(Recorded data)
:::::

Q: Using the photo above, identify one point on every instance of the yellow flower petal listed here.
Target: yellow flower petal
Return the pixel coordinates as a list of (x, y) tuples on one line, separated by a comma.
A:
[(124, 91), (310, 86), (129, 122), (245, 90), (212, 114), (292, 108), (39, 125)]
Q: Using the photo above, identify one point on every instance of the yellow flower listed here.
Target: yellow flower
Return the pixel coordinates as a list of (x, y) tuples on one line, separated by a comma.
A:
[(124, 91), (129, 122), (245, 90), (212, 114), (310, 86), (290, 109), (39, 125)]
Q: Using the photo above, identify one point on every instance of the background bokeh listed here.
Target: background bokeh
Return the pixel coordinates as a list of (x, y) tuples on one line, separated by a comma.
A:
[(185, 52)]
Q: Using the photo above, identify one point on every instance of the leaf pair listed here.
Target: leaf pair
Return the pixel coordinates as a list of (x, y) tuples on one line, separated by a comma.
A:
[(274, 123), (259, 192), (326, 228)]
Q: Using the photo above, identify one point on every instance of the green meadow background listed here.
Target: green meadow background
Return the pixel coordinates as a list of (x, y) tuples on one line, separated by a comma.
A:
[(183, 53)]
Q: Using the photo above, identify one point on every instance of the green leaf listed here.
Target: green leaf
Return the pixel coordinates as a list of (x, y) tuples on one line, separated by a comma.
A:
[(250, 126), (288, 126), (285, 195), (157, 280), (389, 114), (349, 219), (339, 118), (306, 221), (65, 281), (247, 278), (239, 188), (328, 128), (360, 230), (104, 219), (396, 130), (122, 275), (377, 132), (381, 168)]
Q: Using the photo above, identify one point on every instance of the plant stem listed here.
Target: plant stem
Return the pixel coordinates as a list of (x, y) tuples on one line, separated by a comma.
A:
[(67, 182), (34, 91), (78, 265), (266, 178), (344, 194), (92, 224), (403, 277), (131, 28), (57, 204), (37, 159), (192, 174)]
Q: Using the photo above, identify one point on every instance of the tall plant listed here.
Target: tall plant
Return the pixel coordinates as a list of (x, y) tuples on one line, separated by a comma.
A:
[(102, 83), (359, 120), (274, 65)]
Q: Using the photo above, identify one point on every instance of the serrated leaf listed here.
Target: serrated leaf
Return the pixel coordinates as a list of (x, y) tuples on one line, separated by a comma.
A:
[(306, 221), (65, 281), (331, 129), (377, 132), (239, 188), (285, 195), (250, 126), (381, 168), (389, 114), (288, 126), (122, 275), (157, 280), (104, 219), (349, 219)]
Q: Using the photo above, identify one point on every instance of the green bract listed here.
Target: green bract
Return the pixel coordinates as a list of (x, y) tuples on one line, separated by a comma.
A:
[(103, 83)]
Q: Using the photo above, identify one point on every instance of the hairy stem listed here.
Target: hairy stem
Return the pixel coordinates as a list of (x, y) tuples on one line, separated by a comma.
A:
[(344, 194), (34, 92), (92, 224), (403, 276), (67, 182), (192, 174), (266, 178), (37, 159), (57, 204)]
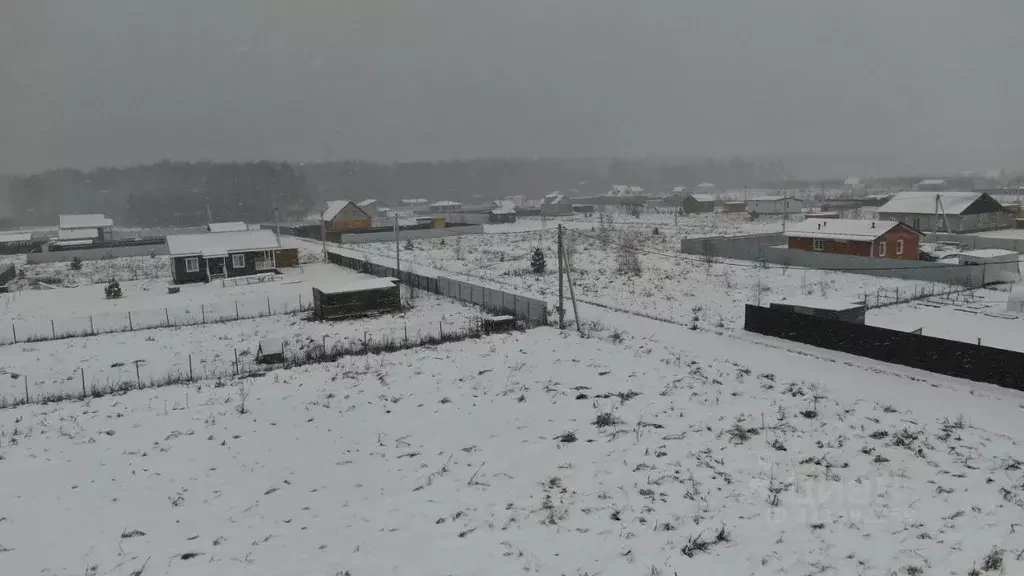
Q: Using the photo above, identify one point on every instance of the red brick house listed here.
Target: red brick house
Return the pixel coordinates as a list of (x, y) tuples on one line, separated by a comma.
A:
[(858, 238)]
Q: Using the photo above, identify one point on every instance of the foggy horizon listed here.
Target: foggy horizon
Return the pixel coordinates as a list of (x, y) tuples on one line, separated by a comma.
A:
[(922, 86)]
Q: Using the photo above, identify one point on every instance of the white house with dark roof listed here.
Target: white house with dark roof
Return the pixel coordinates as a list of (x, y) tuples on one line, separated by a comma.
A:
[(99, 223), (964, 211), (202, 257)]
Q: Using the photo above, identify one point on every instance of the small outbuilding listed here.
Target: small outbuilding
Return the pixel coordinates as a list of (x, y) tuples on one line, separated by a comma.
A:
[(502, 215), (226, 227), (270, 351), (353, 298), (698, 203)]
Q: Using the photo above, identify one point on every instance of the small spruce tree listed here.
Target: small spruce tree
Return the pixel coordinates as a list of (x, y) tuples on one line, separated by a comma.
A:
[(113, 290), (538, 263)]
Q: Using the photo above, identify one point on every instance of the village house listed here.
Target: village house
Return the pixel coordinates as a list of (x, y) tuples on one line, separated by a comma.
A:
[(342, 215), (697, 203), (84, 227), (771, 205), (226, 227), (442, 206), (202, 257), (556, 204), (858, 238), (963, 211)]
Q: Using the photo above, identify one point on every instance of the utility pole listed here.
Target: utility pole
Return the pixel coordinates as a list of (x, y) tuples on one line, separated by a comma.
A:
[(397, 257), (561, 300), (576, 311)]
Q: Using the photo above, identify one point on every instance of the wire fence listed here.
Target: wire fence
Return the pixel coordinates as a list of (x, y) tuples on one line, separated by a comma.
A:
[(238, 363), (170, 317)]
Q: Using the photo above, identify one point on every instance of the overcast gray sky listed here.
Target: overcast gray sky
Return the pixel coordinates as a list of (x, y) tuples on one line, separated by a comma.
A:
[(100, 82)]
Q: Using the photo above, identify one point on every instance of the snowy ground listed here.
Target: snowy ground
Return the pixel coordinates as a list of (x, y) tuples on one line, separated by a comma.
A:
[(981, 317), (108, 359), (666, 452), (671, 285), (157, 270), (71, 309)]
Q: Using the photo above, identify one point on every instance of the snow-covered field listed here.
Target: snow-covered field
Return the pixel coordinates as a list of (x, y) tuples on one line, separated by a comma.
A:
[(981, 316), (676, 452), (671, 285), (156, 269), (109, 359), (84, 309)]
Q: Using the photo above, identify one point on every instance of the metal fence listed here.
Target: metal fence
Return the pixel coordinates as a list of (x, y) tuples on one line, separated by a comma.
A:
[(127, 321), (530, 311)]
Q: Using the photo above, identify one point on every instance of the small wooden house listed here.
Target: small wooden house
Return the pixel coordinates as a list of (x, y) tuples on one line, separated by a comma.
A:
[(377, 294), (202, 257), (342, 215), (270, 351), (698, 203)]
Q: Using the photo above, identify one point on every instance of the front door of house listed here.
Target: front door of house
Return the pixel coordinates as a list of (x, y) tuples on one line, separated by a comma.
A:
[(217, 268)]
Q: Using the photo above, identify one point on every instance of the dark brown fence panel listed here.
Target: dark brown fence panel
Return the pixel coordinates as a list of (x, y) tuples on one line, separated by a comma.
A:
[(983, 364)]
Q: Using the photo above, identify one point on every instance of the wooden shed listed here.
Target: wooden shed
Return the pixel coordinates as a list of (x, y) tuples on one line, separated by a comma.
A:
[(378, 294)]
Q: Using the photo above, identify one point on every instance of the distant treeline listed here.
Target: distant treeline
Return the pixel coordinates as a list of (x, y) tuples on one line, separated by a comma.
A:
[(178, 193)]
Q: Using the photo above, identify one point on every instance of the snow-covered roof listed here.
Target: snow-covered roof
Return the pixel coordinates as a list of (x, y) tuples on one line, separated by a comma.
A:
[(985, 253), (226, 227), (15, 237), (704, 197), (73, 242), (836, 229), (334, 207), (271, 345), (771, 198), (922, 202), (220, 244), (820, 303), (84, 220), (357, 286), (78, 234)]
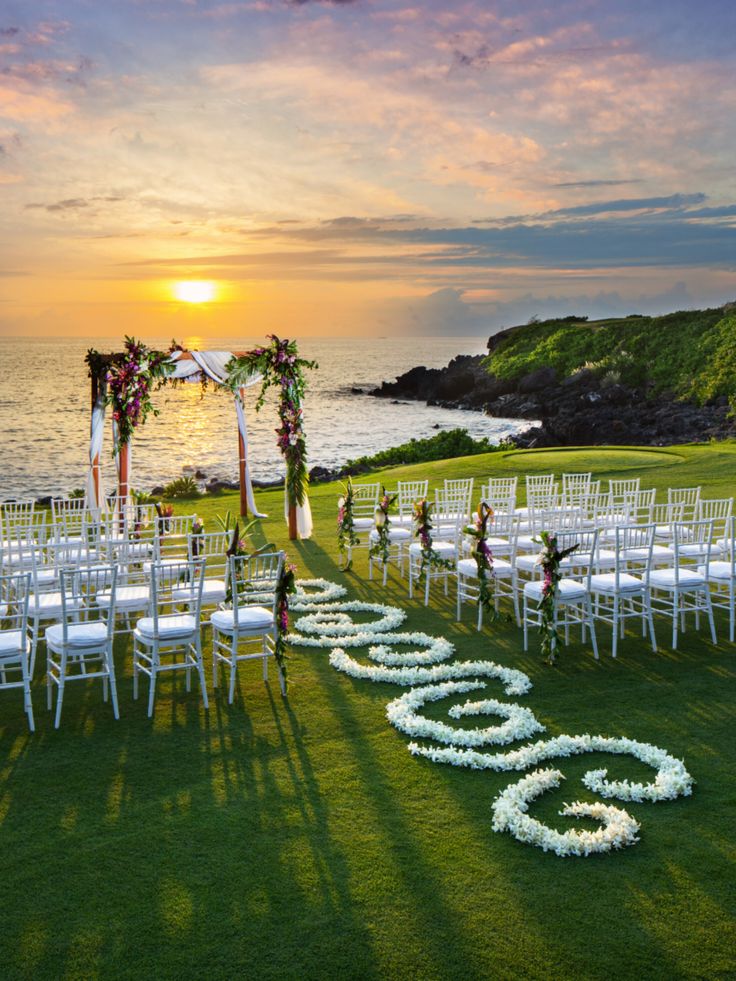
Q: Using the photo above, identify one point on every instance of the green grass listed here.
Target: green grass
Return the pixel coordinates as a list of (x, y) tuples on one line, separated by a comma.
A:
[(299, 839), (697, 359)]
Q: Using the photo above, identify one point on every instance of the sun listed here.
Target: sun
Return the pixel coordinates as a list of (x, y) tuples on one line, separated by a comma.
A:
[(194, 291)]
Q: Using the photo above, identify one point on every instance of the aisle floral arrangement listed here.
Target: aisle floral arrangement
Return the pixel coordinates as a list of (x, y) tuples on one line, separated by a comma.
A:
[(416, 659), (483, 556), (550, 558), (423, 531), (346, 536), (280, 366), (130, 380), (380, 548)]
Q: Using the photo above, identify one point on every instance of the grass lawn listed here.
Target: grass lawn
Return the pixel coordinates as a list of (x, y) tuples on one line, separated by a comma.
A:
[(299, 838)]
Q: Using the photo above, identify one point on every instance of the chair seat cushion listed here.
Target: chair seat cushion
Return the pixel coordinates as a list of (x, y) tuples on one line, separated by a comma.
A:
[(10, 644), (605, 582), (170, 626), (49, 604), (665, 578), (569, 590), (213, 591), (126, 598), (469, 567), (444, 549), (394, 534), (91, 634), (363, 524), (249, 618), (718, 570)]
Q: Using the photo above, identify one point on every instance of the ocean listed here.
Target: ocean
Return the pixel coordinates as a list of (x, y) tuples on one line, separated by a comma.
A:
[(45, 411)]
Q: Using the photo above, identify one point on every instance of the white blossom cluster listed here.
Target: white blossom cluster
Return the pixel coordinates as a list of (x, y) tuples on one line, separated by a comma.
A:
[(424, 668), (510, 814)]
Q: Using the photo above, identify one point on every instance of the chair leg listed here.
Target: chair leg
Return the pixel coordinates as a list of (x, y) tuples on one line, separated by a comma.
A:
[(200, 670), (113, 684), (60, 695)]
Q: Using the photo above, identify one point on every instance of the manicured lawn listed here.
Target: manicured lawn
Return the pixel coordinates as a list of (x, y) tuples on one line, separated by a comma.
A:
[(299, 838)]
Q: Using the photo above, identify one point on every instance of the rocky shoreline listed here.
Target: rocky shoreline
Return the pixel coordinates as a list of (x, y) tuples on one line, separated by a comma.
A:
[(582, 409)]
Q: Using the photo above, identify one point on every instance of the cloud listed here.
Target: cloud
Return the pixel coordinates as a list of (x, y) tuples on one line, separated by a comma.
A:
[(599, 183), (72, 204)]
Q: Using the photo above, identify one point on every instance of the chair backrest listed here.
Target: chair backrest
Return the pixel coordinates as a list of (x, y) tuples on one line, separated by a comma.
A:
[(687, 496), (171, 536), (79, 587), (576, 483), (212, 546), (167, 581), (254, 577), (616, 488), (692, 542), (410, 491), (365, 499), (719, 509), (14, 598), (633, 546)]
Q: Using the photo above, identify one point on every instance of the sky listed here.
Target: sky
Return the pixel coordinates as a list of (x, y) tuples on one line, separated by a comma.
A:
[(362, 167)]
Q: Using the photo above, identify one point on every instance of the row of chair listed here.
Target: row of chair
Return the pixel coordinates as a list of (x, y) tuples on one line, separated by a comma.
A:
[(167, 633)]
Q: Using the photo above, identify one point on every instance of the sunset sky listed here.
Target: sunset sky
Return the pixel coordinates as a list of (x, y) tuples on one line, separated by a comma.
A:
[(365, 166)]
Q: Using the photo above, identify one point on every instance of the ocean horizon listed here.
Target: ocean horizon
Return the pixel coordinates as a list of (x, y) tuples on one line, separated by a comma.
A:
[(45, 412)]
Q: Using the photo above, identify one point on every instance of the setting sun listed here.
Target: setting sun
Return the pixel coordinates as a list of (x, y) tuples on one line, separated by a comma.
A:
[(194, 291)]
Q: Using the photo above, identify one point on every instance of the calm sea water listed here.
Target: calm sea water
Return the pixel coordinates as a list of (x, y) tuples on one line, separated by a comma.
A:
[(44, 413)]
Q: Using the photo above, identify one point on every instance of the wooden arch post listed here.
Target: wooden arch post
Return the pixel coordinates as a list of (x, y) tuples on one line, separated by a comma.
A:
[(243, 464)]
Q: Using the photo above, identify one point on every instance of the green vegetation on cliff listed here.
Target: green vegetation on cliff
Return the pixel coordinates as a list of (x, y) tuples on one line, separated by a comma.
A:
[(691, 352)]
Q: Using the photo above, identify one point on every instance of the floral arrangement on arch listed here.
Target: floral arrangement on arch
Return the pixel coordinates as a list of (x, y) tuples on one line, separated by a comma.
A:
[(346, 536), (285, 587), (483, 556), (380, 548), (130, 379), (280, 366), (423, 531), (550, 558)]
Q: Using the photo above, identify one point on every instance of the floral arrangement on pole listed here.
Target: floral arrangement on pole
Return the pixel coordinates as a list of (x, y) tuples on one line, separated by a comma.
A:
[(130, 379), (285, 587), (280, 366), (380, 548), (197, 532), (483, 556), (346, 537), (550, 558), (423, 531)]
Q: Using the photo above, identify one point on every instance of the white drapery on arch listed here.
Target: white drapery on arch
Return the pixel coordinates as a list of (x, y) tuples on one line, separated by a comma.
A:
[(190, 366)]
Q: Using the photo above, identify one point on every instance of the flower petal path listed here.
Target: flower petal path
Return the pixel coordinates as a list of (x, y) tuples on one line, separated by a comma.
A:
[(327, 623)]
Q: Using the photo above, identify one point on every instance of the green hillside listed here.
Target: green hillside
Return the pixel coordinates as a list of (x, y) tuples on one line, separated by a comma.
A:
[(691, 352)]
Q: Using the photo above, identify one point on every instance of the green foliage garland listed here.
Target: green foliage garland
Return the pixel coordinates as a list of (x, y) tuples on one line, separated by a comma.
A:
[(280, 366)]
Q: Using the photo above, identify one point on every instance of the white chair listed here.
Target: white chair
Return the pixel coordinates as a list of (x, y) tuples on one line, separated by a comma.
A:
[(365, 502), (79, 648), (15, 643), (408, 492), (621, 595), (688, 497), (250, 621), (573, 606), (505, 578), (399, 539), (212, 547), (445, 546), (683, 588), (721, 576), (167, 632)]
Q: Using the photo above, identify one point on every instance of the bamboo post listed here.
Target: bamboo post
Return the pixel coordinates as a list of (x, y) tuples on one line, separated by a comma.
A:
[(242, 459), (96, 459)]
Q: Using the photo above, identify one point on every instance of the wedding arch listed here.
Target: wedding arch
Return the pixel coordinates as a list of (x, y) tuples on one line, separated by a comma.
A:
[(125, 380)]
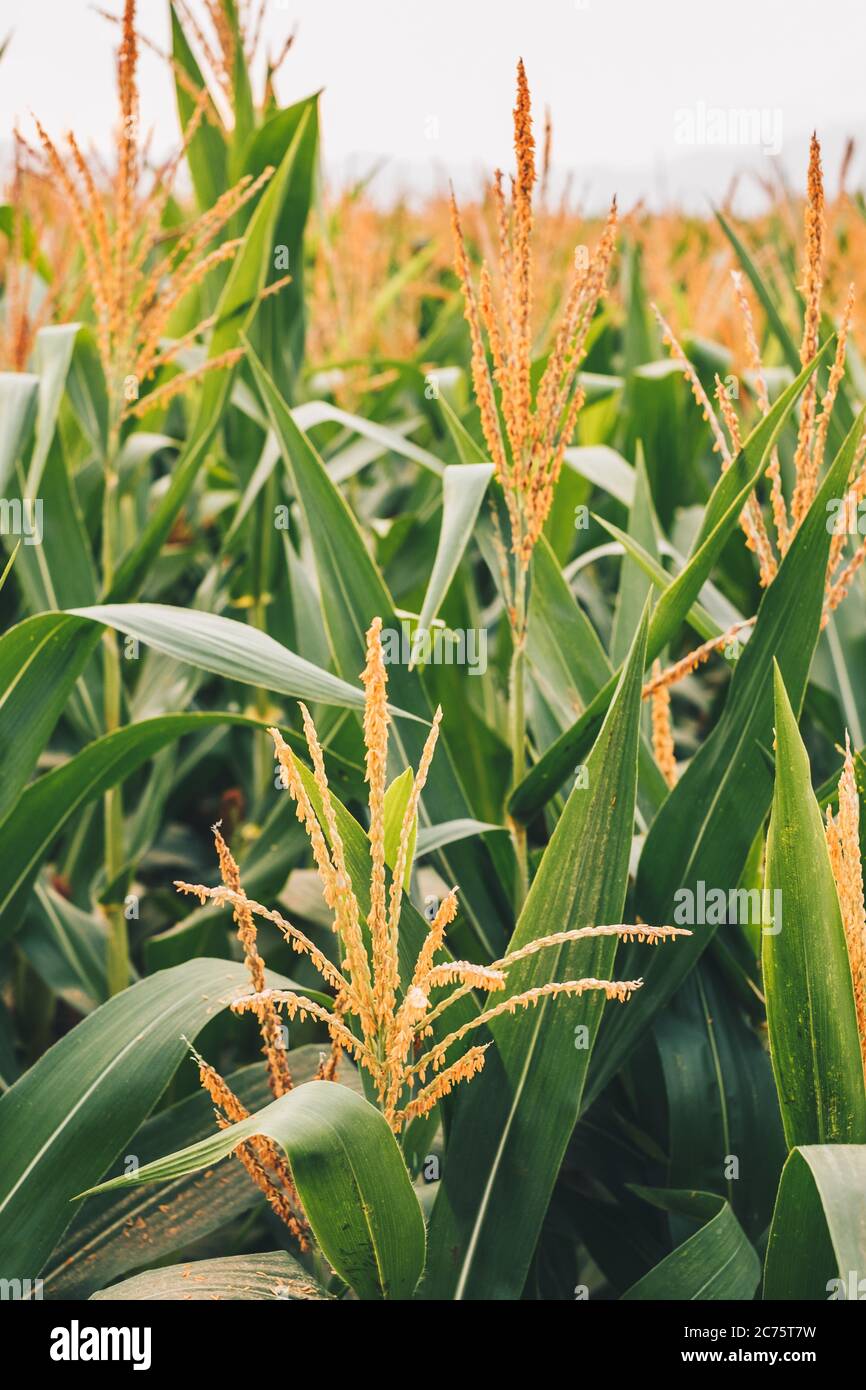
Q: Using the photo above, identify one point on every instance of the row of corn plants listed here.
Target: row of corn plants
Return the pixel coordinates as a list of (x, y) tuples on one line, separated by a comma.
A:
[(431, 724)]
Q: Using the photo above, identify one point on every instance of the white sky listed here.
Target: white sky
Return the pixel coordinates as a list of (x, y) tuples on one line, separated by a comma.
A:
[(617, 75)]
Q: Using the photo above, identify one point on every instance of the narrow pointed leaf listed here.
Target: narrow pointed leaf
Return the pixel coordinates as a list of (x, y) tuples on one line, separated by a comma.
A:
[(811, 1011), (517, 1115)]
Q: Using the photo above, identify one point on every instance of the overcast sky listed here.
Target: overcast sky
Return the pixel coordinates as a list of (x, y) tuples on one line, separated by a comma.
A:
[(641, 92)]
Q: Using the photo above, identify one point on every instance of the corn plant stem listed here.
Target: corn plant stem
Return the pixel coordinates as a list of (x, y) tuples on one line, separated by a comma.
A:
[(263, 761), (118, 941), (517, 722)]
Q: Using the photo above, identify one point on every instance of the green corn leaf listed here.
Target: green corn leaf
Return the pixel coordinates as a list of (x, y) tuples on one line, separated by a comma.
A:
[(818, 1239), (811, 1009), (717, 1262), (516, 1118), (719, 521), (706, 827), (350, 1179), (273, 1275), (77, 1108)]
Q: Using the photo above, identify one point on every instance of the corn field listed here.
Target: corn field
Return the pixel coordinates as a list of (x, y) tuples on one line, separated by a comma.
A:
[(433, 712)]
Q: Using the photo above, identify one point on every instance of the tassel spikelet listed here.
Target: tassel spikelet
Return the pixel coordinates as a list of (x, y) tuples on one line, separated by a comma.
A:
[(262, 1158), (662, 731), (134, 282), (28, 302), (540, 431), (811, 441), (218, 42), (805, 467), (844, 845), (381, 1030), (813, 424), (280, 1075), (692, 660)]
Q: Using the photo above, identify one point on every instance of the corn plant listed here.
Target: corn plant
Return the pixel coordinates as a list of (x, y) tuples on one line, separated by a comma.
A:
[(496, 619)]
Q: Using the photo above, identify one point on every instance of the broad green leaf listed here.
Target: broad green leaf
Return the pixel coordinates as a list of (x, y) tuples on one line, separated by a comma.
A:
[(517, 1115), (706, 827), (228, 648), (818, 1239), (234, 313), (206, 153), (723, 1130), (47, 804), (273, 1275), (71, 1115), (717, 1262), (67, 948), (570, 665), (463, 488), (433, 837), (312, 413), (720, 517), (350, 1179), (806, 972), (352, 594), (41, 659), (18, 394), (117, 1233)]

:::::

Problem to solve -
Using the entries, state how many of their lines hold "petal"; give the number and no more.

Your response -
4